| Instruções e requisitos |
Quais linhas abaixo contêm a palavra "player"? Selecione cada uma delas e copie-a sem nenhuma alteração.

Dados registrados

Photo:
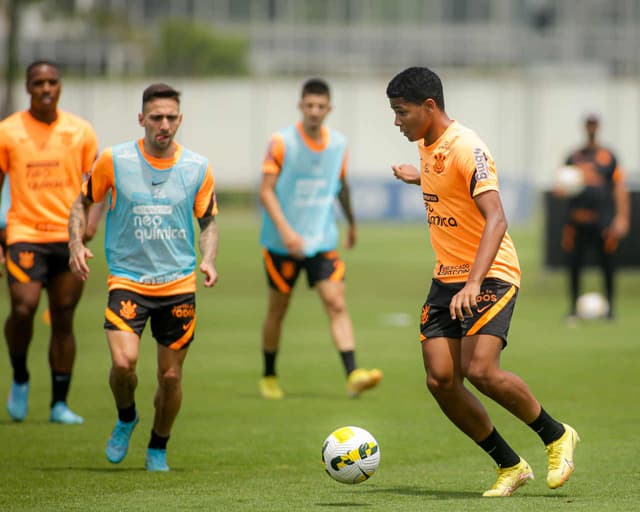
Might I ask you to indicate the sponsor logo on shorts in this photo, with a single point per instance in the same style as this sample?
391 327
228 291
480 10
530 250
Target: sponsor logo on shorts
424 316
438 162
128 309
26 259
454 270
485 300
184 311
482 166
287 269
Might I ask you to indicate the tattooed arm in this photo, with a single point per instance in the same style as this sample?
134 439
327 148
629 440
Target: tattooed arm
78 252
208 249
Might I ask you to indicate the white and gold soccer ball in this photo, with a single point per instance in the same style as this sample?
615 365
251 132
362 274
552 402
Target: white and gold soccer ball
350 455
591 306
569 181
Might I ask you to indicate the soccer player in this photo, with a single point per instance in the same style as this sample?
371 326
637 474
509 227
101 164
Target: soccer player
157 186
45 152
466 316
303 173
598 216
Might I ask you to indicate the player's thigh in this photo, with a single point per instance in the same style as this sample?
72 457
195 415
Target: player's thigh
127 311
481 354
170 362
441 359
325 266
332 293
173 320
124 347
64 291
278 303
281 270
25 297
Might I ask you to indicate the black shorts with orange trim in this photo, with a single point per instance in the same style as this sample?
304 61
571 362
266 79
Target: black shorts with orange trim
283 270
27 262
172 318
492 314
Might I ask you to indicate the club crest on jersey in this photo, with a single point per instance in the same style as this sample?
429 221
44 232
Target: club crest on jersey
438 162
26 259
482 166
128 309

==

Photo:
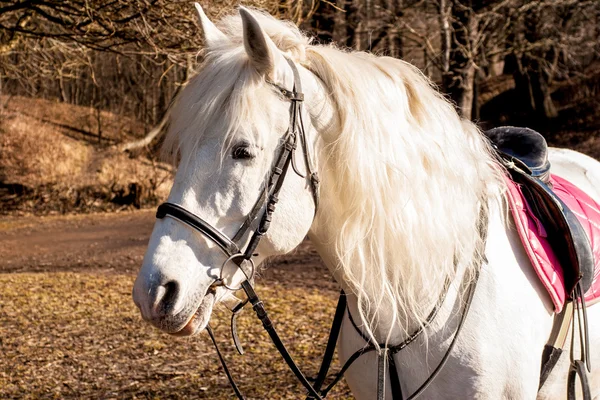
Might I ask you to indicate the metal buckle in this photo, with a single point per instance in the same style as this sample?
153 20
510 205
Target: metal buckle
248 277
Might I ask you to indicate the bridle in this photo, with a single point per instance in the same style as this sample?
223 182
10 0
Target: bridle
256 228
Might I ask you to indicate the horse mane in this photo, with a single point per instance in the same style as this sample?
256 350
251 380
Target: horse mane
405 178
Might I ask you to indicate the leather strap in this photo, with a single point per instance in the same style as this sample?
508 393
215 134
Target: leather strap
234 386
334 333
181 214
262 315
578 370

| Resultado do exercício |
Might I ask you to indicate the soccer player in this photo, with a single point per instance in the same style as this sample?
Target: soccer player
Might I ask you to indicate the player's thigh in this photo, with a single point per instance in the same style as this sample?
Target: player's thigh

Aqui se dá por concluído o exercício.